Rows from a dataset
::::

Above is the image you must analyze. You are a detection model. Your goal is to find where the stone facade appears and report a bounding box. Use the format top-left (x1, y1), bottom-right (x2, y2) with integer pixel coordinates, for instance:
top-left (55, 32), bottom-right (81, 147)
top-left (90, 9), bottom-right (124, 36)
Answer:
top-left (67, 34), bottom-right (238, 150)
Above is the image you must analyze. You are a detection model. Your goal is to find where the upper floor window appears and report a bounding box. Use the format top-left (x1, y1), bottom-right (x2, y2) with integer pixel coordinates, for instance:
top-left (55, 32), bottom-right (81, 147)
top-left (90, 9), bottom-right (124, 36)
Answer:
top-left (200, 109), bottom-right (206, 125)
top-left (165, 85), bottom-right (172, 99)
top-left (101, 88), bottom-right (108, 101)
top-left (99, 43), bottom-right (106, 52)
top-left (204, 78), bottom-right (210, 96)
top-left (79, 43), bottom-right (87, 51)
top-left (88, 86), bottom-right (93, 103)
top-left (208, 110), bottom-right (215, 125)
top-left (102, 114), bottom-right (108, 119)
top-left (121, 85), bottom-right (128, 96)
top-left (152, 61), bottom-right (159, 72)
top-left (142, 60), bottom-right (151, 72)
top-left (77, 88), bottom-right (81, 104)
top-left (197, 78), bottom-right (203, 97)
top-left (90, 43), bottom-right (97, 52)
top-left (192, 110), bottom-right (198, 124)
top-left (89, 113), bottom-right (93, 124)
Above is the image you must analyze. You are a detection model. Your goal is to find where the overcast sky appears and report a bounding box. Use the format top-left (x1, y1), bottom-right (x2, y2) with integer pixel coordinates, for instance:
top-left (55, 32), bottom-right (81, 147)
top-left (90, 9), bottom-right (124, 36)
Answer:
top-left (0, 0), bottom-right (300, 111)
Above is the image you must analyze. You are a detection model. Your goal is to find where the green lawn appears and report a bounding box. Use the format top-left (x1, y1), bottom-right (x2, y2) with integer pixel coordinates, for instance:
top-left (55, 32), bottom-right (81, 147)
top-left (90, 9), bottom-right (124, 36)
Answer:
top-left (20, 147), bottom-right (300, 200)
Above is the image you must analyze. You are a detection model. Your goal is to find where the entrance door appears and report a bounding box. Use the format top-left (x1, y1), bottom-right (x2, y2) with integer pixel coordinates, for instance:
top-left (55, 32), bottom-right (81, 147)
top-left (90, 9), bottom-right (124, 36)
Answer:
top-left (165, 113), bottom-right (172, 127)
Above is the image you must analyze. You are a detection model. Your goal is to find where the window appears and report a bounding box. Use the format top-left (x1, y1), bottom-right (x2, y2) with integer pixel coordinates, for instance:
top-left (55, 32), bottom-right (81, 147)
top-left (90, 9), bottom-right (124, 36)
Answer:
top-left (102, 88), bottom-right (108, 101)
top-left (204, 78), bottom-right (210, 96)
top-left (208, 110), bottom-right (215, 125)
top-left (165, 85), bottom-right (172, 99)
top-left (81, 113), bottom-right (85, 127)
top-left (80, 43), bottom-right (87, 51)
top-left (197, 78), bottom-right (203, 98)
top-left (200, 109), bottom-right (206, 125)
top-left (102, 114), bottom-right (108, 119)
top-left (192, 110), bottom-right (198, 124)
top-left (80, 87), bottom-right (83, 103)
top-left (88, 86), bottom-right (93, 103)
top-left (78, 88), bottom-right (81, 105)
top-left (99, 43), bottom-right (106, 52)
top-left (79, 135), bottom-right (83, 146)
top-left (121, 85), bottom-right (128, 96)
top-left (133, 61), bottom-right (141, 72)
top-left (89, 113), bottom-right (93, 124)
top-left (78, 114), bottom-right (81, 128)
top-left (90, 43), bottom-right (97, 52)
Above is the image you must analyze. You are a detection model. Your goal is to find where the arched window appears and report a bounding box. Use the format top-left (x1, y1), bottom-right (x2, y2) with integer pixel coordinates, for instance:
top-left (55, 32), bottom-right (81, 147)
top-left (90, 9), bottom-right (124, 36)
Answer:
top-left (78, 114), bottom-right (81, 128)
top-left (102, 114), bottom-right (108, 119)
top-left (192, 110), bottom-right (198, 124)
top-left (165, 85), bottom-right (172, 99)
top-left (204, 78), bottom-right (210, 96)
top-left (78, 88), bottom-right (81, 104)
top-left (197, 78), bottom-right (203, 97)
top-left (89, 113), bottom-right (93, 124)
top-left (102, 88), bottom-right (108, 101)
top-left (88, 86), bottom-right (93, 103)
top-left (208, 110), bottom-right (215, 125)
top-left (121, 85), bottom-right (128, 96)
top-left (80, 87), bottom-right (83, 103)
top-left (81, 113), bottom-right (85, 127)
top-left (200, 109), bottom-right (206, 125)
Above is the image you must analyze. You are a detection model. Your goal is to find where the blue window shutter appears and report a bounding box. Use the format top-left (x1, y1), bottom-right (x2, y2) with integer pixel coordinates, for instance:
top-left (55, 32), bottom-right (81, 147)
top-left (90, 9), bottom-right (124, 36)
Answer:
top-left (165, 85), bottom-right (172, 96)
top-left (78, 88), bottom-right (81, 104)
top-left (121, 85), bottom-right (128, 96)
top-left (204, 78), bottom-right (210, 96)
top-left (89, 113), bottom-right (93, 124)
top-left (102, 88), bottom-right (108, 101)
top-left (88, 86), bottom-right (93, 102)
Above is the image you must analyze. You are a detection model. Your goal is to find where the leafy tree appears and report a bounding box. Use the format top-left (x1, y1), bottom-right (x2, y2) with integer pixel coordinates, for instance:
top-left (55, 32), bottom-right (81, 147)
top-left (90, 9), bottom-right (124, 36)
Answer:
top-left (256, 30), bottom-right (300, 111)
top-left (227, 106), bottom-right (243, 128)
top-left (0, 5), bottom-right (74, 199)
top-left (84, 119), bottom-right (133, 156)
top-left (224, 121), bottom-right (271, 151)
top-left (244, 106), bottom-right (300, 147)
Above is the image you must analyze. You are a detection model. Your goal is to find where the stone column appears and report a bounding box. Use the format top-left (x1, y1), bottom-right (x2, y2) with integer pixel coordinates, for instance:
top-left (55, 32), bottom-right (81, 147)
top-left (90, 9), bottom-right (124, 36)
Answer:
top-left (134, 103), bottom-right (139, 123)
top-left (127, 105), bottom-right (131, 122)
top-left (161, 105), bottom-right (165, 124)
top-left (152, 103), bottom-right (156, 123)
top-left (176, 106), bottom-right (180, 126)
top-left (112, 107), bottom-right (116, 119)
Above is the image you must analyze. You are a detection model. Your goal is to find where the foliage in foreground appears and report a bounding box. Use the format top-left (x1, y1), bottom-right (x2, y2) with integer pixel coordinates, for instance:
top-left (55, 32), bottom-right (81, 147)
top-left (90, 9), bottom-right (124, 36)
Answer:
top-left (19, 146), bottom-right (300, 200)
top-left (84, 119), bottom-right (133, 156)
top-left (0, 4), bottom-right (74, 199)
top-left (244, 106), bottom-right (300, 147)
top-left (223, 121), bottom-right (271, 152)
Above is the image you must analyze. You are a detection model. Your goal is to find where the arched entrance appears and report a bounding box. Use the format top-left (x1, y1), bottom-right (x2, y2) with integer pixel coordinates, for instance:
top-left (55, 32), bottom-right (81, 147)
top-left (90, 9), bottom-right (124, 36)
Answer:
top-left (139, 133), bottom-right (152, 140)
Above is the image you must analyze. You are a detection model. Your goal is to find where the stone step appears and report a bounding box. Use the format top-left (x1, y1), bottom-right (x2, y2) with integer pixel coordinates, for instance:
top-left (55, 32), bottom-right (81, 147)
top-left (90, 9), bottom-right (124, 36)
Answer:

::::

GOAL:
Return the entire listing above verbatim, every line in its original order and without any change.

EXERCISE OUTPUT:
Above is the image you must analyze. You are a detection model. Your goal is to find where the stone facade appears and report a bounding box. Use the format top-left (x1, y1), bottom-right (x2, y2) with integer pixel coordinates, for instance:
top-left (55, 32), bottom-right (81, 147)
top-left (90, 9), bottom-right (124, 36)
Answer:
top-left (67, 34), bottom-right (238, 150)
Above is the image you must analyze. You are a detection model. Your goal is to find where the upper floor window appears and report a bounding box. Use the format top-left (x1, y1), bottom-right (x2, y2) with integer pixel coordinates, for instance:
top-left (55, 32), bottom-right (81, 147)
top-left (90, 9), bottom-right (124, 36)
Answer:
top-left (200, 109), bottom-right (206, 125)
top-left (165, 85), bottom-right (172, 99)
top-left (101, 88), bottom-right (108, 101)
top-left (99, 43), bottom-right (106, 52)
top-left (204, 78), bottom-right (210, 96)
top-left (79, 43), bottom-right (87, 51)
top-left (88, 86), bottom-right (93, 103)
top-left (208, 110), bottom-right (215, 125)
top-left (102, 114), bottom-right (108, 119)
top-left (121, 85), bottom-right (128, 96)
top-left (152, 61), bottom-right (159, 72)
top-left (142, 60), bottom-right (151, 72)
top-left (77, 88), bottom-right (81, 104)
top-left (197, 78), bottom-right (203, 97)
top-left (90, 43), bottom-right (97, 52)
top-left (192, 110), bottom-right (198, 124)
top-left (89, 113), bottom-right (93, 124)
Above is the image you must analyze. You are a detection model. Your goal is to find where the overcast sky appears and report a bounding box. Use the format top-left (x1, y1), bottom-right (x2, y2) with integer pixel coordinates, for instance:
top-left (55, 32), bottom-right (81, 147)
top-left (90, 9), bottom-right (124, 36)
Answer:
top-left (0, 0), bottom-right (300, 111)
Above is the image you must analyze. You are a detection model. Your goal is to find where the green lawn appears and report a bounding box. Use the format top-left (x1, y1), bottom-right (x2, y2) with integer pixel coordinates, for instance:
top-left (55, 32), bottom-right (81, 147)
top-left (90, 9), bottom-right (124, 36)
Answer:
top-left (20, 147), bottom-right (300, 200)
Above is the image you must analyze. You are a detection model. Your goal is to find where the entrance door appears and report a bounding box. Use the format top-left (x1, y1), bottom-right (x2, y2) with integer pixel coordinates, for instance:
top-left (55, 32), bottom-right (81, 147)
top-left (90, 9), bottom-right (124, 36)
Answer:
top-left (165, 113), bottom-right (172, 127)
Above is the image you must analyze. You are a detection model. Your goal is to find where the window appears and report a bounding box. Use the format top-left (x1, y1), bottom-right (x2, y2) with integer pixel coordinates, for instance:
top-left (55, 32), bottom-right (81, 147)
top-left (90, 9), bottom-right (124, 36)
Answer:
top-left (102, 88), bottom-right (108, 101)
top-left (204, 78), bottom-right (210, 96)
top-left (208, 110), bottom-right (215, 125)
top-left (165, 85), bottom-right (172, 99)
top-left (81, 113), bottom-right (85, 127)
top-left (80, 43), bottom-right (87, 51)
top-left (197, 78), bottom-right (203, 98)
top-left (200, 109), bottom-right (206, 125)
top-left (102, 114), bottom-right (108, 119)
top-left (192, 110), bottom-right (198, 124)
top-left (80, 87), bottom-right (83, 103)
top-left (88, 86), bottom-right (93, 103)
top-left (78, 88), bottom-right (81, 105)
top-left (99, 43), bottom-right (106, 52)
top-left (79, 135), bottom-right (83, 146)
top-left (121, 85), bottom-right (128, 96)
top-left (133, 61), bottom-right (141, 72)
top-left (89, 113), bottom-right (93, 124)
top-left (78, 114), bottom-right (81, 128)
top-left (90, 43), bottom-right (97, 52)
Above is the image you must analyze. You are a detection model. Your goal is to find where the arched window appears and report a bounding box. Use the format top-left (x1, y1), bottom-right (x2, y2) with integer pixel coordinates, for instance:
top-left (55, 32), bottom-right (81, 147)
top-left (90, 9), bottom-right (124, 36)
Answer:
top-left (78, 114), bottom-right (81, 128)
top-left (102, 114), bottom-right (108, 119)
top-left (192, 110), bottom-right (198, 124)
top-left (165, 85), bottom-right (172, 99)
top-left (204, 78), bottom-right (210, 96)
top-left (78, 88), bottom-right (81, 104)
top-left (197, 78), bottom-right (203, 97)
top-left (89, 113), bottom-right (93, 124)
top-left (102, 88), bottom-right (108, 101)
top-left (88, 86), bottom-right (93, 103)
top-left (208, 110), bottom-right (215, 125)
top-left (121, 85), bottom-right (128, 96)
top-left (80, 87), bottom-right (83, 103)
top-left (81, 113), bottom-right (85, 127)
top-left (200, 109), bottom-right (206, 125)
Above is the image you must analyze. You are a detection model. Your goal is to find where the blue window shutter appears and report a bounding box. Use the format top-left (x1, y1), bottom-right (x2, y2) with integer pixel coordinates, for instance:
top-left (55, 32), bottom-right (81, 147)
top-left (90, 9), bottom-right (124, 36)
Answer:
top-left (165, 85), bottom-right (172, 96)
top-left (78, 88), bottom-right (81, 104)
top-left (121, 85), bottom-right (128, 96)
top-left (204, 78), bottom-right (210, 96)
top-left (89, 113), bottom-right (93, 124)
top-left (102, 88), bottom-right (108, 101)
top-left (88, 86), bottom-right (93, 102)
Above is the image you must analyze. You are a detection model. Your goal is to find where the leafy tree appears and report a bounding box. Use the format top-left (x1, y1), bottom-right (x2, y2) with integer pixel coordinates, for instance:
top-left (55, 32), bottom-right (81, 147)
top-left (90, 9), bottom-right (124, 36)
Answer:
top-left (256, 30), bottom-right (300, 111)
top-left (227, 106), bottom-right (243, 128)
top-left (0, 5), bottom-right (74, 199)
top-left (84, 119), bottom-right (133, 156)
top-left (224, 121), bottom-right (271, 151)
top-left (244, 106), bottom-right (300, 147)
Above is the image you must analyze. You are a detection model. Your goal is to find where the stone column appears and report a bounding box. Use the format top-left (x1, y1), bottom-right (x2, y2) with integer pixel coordinates, for instance:
top-left (55, 32), bottom-right (81, 147)
top-left (90, 9), bottom-right (124, 36)
Answer:
top-left (134, 103), bottom-right (139, 123)
top-left (127, 105), bottom-right (131, 122)
top-left (161, 105), bottom-right (165, 124)
top-left (152, 103), bottom-right (156, 123)
top-left (176, 106), bottom-right (180, 126)
top-left (112, 107), bottom-right (116, 119)
Above is the image you must analyze. You are a detection model. Your goal is to find where the foliage in foreground appears and report a bounding box. Use the format top-left (x1, y1), bottom-right (x2, y2) with integer pixel coordinates, for instance:
top-left (55, 32), bottom-right (81, 147)
top-left (90, 9), bottom-right (124, 36)
Answer:
top-left (19, 146), bottom-right (300, 200)
top-left (84, 119), bottom-right (133, 156)
top-left (0, 4), bottom-right (74, 199)
top-left (244, 106), bottom-right (300, 147)
top-left (223, 121), bottom-right (271, 152)
Above is the image you must analyze. You are a detection model. Your goal is to find where the arched entrance appears and report a bounding box. Use the format top-left (x1, y1), bottom-right (x2, y2) with integer pixel coordinates, for instance:
top-left (55, 32), bottom-right (81, 147)
top-left (90, 9), bottom-right (124, 36)
Answer:
top-left (139, 133), bottom-right (152, 140)
Above is the image you must analyze. You are a detection model. Your goal is to find where the stone step appears and report a bounding box. Use the format top-left (x1, y1), bottom-right (x2, y2) with integer pixel coordinates, for instance:
top-left (55, 32), bottom-right (81, 147)
top-left (90, 9), bottom-right (124, 36)
Answer:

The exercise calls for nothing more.